EXERCISE DESCRIPTION |
Keep the pictures out while you transcribe the listing below exactly.

SOURCE MATERIAL |

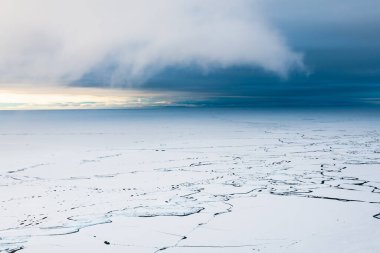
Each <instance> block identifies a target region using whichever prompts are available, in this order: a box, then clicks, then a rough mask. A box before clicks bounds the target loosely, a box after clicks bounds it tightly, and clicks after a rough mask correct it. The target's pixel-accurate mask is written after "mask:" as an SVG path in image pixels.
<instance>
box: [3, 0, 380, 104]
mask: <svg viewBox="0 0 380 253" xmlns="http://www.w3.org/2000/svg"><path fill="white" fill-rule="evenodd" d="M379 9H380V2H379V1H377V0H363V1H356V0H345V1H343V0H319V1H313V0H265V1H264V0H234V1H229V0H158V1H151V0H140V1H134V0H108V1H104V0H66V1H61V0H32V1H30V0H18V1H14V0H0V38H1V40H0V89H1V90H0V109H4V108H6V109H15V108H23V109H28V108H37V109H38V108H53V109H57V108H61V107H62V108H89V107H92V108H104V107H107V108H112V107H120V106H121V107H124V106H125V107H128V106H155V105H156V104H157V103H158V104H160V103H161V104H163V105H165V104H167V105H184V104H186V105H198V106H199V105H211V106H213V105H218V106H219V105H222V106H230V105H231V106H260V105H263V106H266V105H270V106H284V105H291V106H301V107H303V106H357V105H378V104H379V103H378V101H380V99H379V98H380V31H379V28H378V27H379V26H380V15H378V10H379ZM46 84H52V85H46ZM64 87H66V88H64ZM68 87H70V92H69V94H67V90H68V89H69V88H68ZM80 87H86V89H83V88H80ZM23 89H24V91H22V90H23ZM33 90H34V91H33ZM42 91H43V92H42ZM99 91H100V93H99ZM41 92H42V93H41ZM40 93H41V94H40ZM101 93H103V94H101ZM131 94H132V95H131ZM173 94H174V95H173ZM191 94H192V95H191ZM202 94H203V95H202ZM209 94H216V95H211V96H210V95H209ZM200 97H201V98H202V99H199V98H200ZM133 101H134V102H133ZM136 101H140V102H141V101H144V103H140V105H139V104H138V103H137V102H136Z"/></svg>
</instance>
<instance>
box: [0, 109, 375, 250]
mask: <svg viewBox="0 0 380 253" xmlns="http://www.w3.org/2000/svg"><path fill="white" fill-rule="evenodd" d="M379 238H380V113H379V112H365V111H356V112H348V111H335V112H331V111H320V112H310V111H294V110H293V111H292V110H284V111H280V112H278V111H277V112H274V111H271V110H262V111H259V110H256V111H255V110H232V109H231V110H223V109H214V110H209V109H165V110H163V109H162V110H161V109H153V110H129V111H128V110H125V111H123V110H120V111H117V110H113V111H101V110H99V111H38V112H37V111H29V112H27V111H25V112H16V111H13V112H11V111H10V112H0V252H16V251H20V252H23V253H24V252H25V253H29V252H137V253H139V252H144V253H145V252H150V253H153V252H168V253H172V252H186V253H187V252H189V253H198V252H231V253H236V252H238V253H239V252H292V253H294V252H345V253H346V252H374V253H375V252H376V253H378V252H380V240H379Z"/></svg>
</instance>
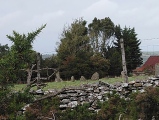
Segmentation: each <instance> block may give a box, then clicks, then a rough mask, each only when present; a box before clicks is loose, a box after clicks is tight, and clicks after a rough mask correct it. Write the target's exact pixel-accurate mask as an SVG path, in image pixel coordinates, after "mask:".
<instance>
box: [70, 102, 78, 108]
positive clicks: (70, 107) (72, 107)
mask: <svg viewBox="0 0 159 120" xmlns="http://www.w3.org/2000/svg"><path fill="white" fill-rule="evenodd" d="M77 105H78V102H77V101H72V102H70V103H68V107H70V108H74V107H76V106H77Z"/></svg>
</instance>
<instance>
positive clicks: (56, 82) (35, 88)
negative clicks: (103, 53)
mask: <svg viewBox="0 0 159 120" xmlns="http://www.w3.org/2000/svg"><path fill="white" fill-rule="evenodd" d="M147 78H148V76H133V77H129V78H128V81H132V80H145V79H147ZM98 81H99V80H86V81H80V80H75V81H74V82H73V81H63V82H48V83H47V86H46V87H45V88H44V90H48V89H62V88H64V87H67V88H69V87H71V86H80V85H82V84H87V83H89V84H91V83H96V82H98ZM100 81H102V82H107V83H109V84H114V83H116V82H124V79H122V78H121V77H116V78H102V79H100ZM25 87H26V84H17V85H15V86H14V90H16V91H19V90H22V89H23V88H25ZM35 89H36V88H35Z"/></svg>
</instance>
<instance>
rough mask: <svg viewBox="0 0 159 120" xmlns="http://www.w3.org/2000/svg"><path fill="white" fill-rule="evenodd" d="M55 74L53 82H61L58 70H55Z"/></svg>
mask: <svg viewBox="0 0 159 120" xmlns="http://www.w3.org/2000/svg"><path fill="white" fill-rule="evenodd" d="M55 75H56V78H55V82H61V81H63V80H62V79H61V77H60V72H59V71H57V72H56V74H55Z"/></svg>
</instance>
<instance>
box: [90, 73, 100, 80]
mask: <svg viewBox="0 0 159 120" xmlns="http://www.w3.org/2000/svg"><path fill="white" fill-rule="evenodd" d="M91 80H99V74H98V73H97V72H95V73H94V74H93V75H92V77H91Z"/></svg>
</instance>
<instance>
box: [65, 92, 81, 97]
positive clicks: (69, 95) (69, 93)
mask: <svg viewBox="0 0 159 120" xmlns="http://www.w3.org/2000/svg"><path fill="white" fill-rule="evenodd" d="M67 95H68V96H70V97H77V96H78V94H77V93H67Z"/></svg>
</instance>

THE ANSWER |
Each <instance> block identifies a target region using whichever prompts are available, in this order: a box, then clicks, then a rough mask. A box before clicks bounds the target loosely, a box after clicks bounds it tightly, and clicks after a rough mask correct it. The target's pixel-accurate mask is written after "mask:" as an SVG path in image pixels.
<instance>
box: [3, 0, 380, 104]
mask: <svg viewBox="0 0 380 253" xmlns="http://www.w3.org/2000/svg"><path fill="white" fill-rule="evenodd" d="M379 9H380V2H379V1H377V0H363V1H356V0H345V1H343V0H319V1H313V0H265V1H264V0H234V1H229V0H158V1H151V0H140V1H134V0H108V1H104V0H66V1H61V0H32V1H30V0H18V1H14V0H0V38H1V40H0V89H1V90H0V109H4V108H6V109H15V108H23V109H28V108H37V109H38V108H53V109H57V108H61V107H62V108H89V107H92V108H104V107H107V108H112V107H120V106H121V107H124V106H125V107H128V106H155V105H156V104H157V103H158V104H160V103H161V104H163V105H165V104H167V105H184V104H186V105H198V106H199V105H211V106H213V105H218V106H219V105H222V106H230V105H231V106H260V105H263V106H266V105H270V106H284V105H291V106H301V107H303V106H357V105H378V104H379V103H378V101H380V99H379V98H380V31H379V28H378V27H379V26H380V15H378V10H379ZM46 84H52V85H46ZM64 87H66V88H64ZM68 87H70V92H69V94H67V90H68V89H69V88H68ZM80 87H86V89H83V88H80ZM23 89H24V91H22V90H23ZM33 90H34V91H33ZM42 91H43V92H42ZM99 91H100V93H99ZM41 92H42V93H41ZM40 93H41V94H40ZM101 93H103V94H101ZM131 94H132V95H131ZM173 94H174V95H173ZM191 94H192V95H191ZM202 94H203V95H202ZM209 94H216V95H211V96H210V95H209ZM200 97H201V98H202V99H199V98H200ZM133 101H134V102H133ZM136 101H140V102H141V101H144V103H140V105H139V104H138V103H137V102H136Z"/></svg>
</instance>
<instance>
box: [0, 109, 375, 250]
mask: <svg viewBox="0 0 380 253" xmlns="http://www.w3.org/2000/svg"><path fill="white" fill-rule="evenodd" d="M379 238H380V113H379V112H365V111H356V112H348V111H335V112H331V111H320V112H310V111H294V110H293V111H292V110H284V111H280V112H278V111H277V112H274V111H271V110H262V111H259V110H256V111H255V110H232V109H231V110H223V109H214V110H209V109H165V110H163V109H162V110H161V109H153V110H129V111H128V110H125V111H123V110H120V111H117V110H113V111H101V110H99V111H38V112H37V111H29V112H27V111H25V112H16V111H13V112H11V111H10V112H0V252H16V251H20V252H23V253H24V252H25V253H29V252H137V253H139V252H144V253H145V252H150V253H153V252H168V253H172V252H186V253H187V252H189V253H198V252H231V253H236V252H238V253H239V252H292V253H294V252H345V253H346V252H374V253H375V252H376V253H378V252H380V240H379Z"/></svg>
</instance>
Segmentation: each <instance> block may give a box, then clicks, then a rough mask, each only when present; a box before clicks is loose, a box after clicks is tight, and clicks after a rough mask correct it. Write the target's exact pixel-accurate mask as an SVG path, in image pixel coordinates, after "mask:".
<instance>
box: [70, 102, 78, 108]
positive clicks: (70, 107) (72, 107)
mask: <svg viewBox="0 0 159 120" xmlns="http://www.w3.org/2000/svg"><path fill="white" fill-rule="evenodd" d="M77 105H78V102H77V101H72V102H70V103H68V107H70V108H74V107H76V106H77Z"/></svg>
</instance>
<instance>
positive clicks: (56, 82) (35, 88)
negative clicks: (103, 53)
mask: <svg viewBox="0 0 159 120" xmlns="http://www.w3.org/2000/svg"><path fill="white" fill-rule="evenodd" d="M147 78H148V76H133V77H129V78H128V81H132V80H145V79H147ZM98 81H99V80H86V81H80V80H75V81H74V82H73V81H63V82H48V83H47V86H46V87H45V88H44V90H48V89H62V88H64V87H67V88H69V87H71V86H80V85H82V84H87V83H89V84H91V83H96V82H98ZM100 81H102V82H107V83H109V84H114V83H116V82H124V79H122V78H121V77H116V78H102V79H100ZM25 87H26V84H17V85H15V86H14V90H16V91H19V90H22V89H23V88H25ZM35 89H36V88H35Z"/></svg>
</instance>
<instance>
rough mask: <svg viewBox="0 0 159 120" xmlns="http://www.w3.org/2000/svg"><path fill="white" fill-rule="evenodd" d="M55 74L53 82H61L58 70H55Z"/></svg>
mask: <svg viewBox="0 0 159 120" xmlns="http://www.w3.org/2000/svg"><path fill="white" fill-rule="evenodd" d="M55 75H56V78H55V82H61V81H63V80H62V79H61V77H60V72H59V71H57V72H56V74H55Z"/></svg>
</instance>
<instance>
box: [90, 73, 100, 80]
mask: <svg viewBox="0 0 159 120" xmlns="http://www.w3.org/2000/svg"><path fill="white" fill-rule="evenodd" d="M91 80H99V74H98V73H97V72H95V73H94V74H93V75H92V77H91Z"/></svg>
</instance>
<instance>
box: [65, 92, 81, 97]
positive clicks: (69, 95) (69, 93)
mask: <svg viewBox="0 0 159 120" xmlns="http://www.w3.org/2000/svg"><path fill="white" fill-rule="evenodd" d="M67 95H68V96H70V97H77V96H78V94H77V93H67Z"/></svg>
</instance>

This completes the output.